Extrait à lire =>
Homme de sport et de noce, hautain, violent, tête étroite, le verbe haut, bridé très rudement par son père, il avait eu une jeunesse d'autant plus pénible qu'il enviait la faveur dont jouissait son frère Eitel-Frédéric, qui naufragea, un jour, dans des histoires suspectes.

A l'aîné, on refusait même de l'argent ; sans cesse aux arrêts, il était accompagné, toute la journée, par un officier d'ordonnance qu'il considérait comme un espion et qui, de demi-heure en demi-heure, tirait sa montre et lui rappelait ses devoirs, d'un ton sec et respectueux. Un moment, il songea à renoncer au trône, à quitter l'armée, à faire un éclat. Mais, il reprit barre par ses défauts mêmes. Grand trousseur de cotillons, il se sentait un homme, parmi les efféminés dont l'haleine empoisonnait l'atmosphère de la cour.

Il parla tout haut, quand les dénonciations de la Zukunft eurent mis la plaie à mi, et c'est lui qui y mit le feu en s'adressant froidement à son père. Celui-ci baissa la tête : de ce jour, il fut subjugué ; le fils qui avait parlé devint le maître du père qui s'était tu. On laissa passer toutes ses incartades ; le prince devint l'homme des partis pris énergiques, des coups de boutoir, des esclandres en plein Reichstag, des menaces retentissantes, en un mot, le chef du parti de la guerre. Tout lui était permis.

L'histoire saura, un jour, les responsabilités de ce jeune homme et de ceux qui ont toléré ses incartades. Peut-être, à l'heure décisive, une parole venue de lui fut-elle la cause déterminante du conflit. Il y a, toujours, une conjoncture — pour employer l'expression allemande — dans la suite des générations : c'est l'heure où un choc se produit par la rencontre des pères qui blanchissent sans vouloir vieillir, et des fils qui mûrissent sans vouloir attendre.

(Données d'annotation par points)

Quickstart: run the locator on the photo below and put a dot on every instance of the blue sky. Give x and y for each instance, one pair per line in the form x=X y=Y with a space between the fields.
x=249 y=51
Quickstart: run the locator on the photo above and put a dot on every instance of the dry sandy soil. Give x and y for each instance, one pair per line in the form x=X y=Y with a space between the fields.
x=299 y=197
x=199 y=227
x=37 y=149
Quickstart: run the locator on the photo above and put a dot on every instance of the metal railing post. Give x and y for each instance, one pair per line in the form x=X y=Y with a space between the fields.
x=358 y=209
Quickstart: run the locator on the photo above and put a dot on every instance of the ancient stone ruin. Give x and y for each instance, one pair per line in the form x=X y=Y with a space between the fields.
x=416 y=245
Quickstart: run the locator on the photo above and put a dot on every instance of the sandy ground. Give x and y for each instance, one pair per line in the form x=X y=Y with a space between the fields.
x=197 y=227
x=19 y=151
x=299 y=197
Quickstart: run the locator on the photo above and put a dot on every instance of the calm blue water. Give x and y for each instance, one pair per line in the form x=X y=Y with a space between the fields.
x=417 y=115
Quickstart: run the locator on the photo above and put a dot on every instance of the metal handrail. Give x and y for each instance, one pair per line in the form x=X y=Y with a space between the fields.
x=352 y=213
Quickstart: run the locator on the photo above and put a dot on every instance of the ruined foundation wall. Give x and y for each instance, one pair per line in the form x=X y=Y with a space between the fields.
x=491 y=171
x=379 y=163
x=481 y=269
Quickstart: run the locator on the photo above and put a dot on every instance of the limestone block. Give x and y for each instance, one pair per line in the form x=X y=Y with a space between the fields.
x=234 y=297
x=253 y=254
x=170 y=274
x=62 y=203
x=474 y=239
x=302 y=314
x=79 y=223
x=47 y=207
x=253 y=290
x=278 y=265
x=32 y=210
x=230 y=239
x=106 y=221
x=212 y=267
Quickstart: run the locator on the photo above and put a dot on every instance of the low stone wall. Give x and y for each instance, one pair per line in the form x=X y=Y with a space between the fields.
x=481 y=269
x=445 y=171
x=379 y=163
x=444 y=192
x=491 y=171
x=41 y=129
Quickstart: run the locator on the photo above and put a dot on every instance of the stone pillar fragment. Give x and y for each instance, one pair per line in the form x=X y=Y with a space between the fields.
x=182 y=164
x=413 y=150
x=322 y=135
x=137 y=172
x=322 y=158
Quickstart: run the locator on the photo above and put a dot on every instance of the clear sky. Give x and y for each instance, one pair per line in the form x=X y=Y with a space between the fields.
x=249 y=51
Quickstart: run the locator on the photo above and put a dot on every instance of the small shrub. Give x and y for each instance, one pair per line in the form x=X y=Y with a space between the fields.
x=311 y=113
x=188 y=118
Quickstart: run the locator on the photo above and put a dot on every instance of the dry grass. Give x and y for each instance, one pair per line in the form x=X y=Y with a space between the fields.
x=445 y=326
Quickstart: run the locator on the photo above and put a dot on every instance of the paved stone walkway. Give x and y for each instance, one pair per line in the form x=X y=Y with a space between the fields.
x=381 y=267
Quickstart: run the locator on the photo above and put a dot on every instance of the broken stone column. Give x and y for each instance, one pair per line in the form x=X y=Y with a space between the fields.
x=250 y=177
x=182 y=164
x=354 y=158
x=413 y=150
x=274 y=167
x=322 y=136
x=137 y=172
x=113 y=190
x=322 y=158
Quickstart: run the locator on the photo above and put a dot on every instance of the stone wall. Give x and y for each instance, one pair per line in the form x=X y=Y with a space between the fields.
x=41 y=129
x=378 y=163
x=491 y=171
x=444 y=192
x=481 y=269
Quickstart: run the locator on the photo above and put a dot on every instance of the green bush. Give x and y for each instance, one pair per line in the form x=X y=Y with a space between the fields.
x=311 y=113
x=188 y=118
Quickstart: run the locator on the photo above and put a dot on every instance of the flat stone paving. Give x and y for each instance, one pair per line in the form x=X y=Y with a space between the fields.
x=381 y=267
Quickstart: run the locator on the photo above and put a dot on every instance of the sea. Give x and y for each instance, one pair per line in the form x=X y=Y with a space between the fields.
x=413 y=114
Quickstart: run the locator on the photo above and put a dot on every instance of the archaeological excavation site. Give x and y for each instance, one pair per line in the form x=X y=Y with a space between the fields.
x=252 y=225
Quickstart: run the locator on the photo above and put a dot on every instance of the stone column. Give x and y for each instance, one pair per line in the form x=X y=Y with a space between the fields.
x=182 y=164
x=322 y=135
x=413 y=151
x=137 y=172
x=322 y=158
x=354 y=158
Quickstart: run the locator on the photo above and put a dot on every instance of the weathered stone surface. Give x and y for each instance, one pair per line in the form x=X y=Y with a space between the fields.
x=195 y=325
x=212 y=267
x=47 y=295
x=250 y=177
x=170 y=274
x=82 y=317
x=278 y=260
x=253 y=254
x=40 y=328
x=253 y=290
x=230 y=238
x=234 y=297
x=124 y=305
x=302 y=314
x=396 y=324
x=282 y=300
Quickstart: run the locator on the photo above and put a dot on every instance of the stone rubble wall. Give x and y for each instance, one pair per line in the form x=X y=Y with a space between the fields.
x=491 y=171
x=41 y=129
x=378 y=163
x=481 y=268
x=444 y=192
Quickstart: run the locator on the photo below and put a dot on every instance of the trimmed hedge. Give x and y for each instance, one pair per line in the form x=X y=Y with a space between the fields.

Consigne donnée =>
Pour chacune des affirmations suivantes sur l'extrait à lire, répondez par oui ou par non selon qu'elle concorde ou non avec lui, en citant mot pour mot le passage décisif.
1. Un officier d'ordonnance accompagnait le prince toute la journée.
2. Le prince finit par renoncer au trône et par quitter l'armée.
3. Une fois que le fils eut parlé, le père conserva son autorité sur lui.

Résultat final =>
1. Oui : « il était accompagné, toute la journée, par un officier d'ordonnance ».
2. Non : « Un moment, il songea à renoncer au trône, à quitter l'armée, à faire un éclat. Mais, il reprit barre par ses défauts mêmes. »
3. Non : « le fils qui avait parlé devint le maître du père qui s'était tu ».